(Records excerpted from a collection)
+ + + +

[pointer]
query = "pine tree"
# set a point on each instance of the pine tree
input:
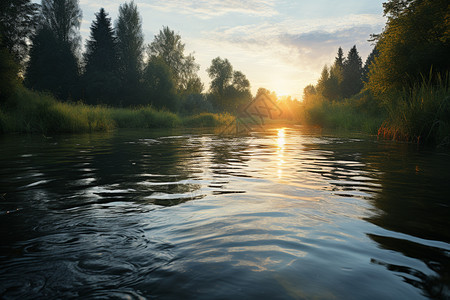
(101, 79)
(369, 61)
(18, 21)
(352, 73)
(53, 64)
(130, 52)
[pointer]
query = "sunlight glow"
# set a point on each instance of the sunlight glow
(280, 151)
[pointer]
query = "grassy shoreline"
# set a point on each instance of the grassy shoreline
(32, 112)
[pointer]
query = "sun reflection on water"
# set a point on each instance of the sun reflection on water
(281, 141)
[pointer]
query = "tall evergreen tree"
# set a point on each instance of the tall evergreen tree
(367, 65)
(415, 42)
(339, 60)
(101, 78)
(53, 64)
(352, 81)
(63, 17)
(130, 41)
(159, 84)
(18, 21)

+ + + +

__EXERCISE REQUIREMENTS__. Return every line of the records above without any change, leaving the picture out.

__ANSWER FOR THIS EXERCISE__.
[pointer]
query = "pine tree"
# set a point on each instance of the pine tree
input:
(101, 79)
(369, 61)
(18, 21)
(352, 73)
(53, 64)
(130, 52)
[pointer]
query = "sunlight glow"
# set a point on each instance of the sunlight glow
(280, 151)
[pointer]
query = "grassy shoreline"
# set a point on each instance of the grassy shoreline
(32, 112)
[pointer]
query = "sun reflection on water"
# set a point on each instance of the sun reflection on water
(281, 141)
[pointer]
query = "tall evergreen tree"
# set a point on each instance of the tall evergreen tree
(367, 65)
(415, 42)
(339, 60)
(101, 78)
(53, 64)
(352, 81)
(63, 17)
(130, 41)
(159, 84)
(18, 21)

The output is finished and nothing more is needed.